AIM OF THE EXERCISE:
Please copy the stretch from the start of the records through the line that contains "Phrase: john deere tractor", leaving the pictures out.

SUPPLIED DATA:
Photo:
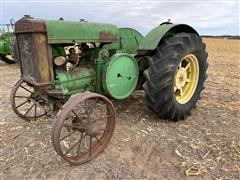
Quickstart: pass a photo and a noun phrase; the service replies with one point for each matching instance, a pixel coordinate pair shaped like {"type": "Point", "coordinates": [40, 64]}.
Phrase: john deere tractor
{"type": "Point", "coordinates": [75, 68]}
{"type": "Point", "coordinates": [7, 43]}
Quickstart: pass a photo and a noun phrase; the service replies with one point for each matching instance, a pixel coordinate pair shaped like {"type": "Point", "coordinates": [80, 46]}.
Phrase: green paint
{"type": "Point", "coordinates": [59, 32]}
{"type": "Point", "coordinates": [57, 50]}
{"type": "Point", "coordinates": [129, 40]}
{"type": "Point", "coordinates": [120, 76]}
{"type": "Point", "coordinates": [153, 38]}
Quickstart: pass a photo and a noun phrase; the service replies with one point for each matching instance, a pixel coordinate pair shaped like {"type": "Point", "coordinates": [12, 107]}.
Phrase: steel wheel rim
{"type": "Point", "coordinates": [97, 148]}
{"type": "Point", "coordinates": [186, 79]}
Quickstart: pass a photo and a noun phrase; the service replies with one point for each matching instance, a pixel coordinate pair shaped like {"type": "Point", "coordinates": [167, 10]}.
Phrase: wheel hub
{"type": "Point", "coordinates": [181, 78]}
{"type": "Point", "coordinates": [186, 78]}
{"type": "Point", "coordinates": [92, 129]}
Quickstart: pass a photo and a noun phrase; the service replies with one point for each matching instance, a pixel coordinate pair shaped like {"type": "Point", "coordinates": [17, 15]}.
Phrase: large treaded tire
{"type": "Point", "coordinates": [160, 75]}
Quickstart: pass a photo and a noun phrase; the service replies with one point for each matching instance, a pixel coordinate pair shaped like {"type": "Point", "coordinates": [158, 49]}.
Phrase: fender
{"type": "Point", "coordinates": [164, 30]}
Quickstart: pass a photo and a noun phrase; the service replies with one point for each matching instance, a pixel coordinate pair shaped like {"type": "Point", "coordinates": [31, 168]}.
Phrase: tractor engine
{"type": "Point", "coordinates": [63, 58]}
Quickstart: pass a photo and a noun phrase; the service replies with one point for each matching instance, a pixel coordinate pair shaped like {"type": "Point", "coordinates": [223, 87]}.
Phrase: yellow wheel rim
{"type": "Point", "coordinates": [186, 79]}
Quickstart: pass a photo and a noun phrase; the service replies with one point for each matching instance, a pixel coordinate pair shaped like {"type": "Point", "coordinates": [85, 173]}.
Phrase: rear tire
{"type": "Point", "coordinates": [164, 65]}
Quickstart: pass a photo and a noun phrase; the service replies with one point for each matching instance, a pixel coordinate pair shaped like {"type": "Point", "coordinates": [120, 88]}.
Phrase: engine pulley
{"type": "Point", "coordinates": [120, 76]}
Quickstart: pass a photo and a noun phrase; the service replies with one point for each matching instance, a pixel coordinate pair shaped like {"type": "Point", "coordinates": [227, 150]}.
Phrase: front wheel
{"type": "Point", "coordinates": [176, 75]}
{"type": "Point", "coordinates": [83, 127]}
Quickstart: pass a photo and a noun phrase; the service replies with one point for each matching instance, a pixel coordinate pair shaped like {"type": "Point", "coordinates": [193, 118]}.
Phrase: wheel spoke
{"type": "Point", "coordinates": [35, 111]}
{"type": "Point", "coordinates": [175, 89]}
{"type": "Point", "coordinates": [90, 146]}
{"type": "Point", "coordinates": [90, 107]}
{"type": "Point", "coordinates": [103, 129]}
{"type": "Point", "coordinates": [79, 145]}
{"type": "Point", "coordinates": [71, 148]}
{"type": "Point", "coordinates": [26, 89]}
{"type": "Point", "coordinates": [69, 134]}
{"type": "Point", "coordinates": [187, 66]}
{"type": "Point", "coordinates": [21, 97]}
{"type": "Point", "coordinates": [22, 104]}
{"type": "Point", "coordinates": [98, 140]}
{"type": "Point", "coordinates": [28, 110]}
{"type": "Point", "coordinates": [181, 92]}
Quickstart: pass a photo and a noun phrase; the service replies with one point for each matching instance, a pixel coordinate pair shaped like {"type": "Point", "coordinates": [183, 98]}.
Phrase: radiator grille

FULL RESPONSE:
Photo:
Quickstart: pass a photo and a noun phrase; the service replies with one point for each matching instance, a pixel coordinate pair shaped like {"type": "Point", "coordinates": [40, 64]}.
Phrase: john deere tractor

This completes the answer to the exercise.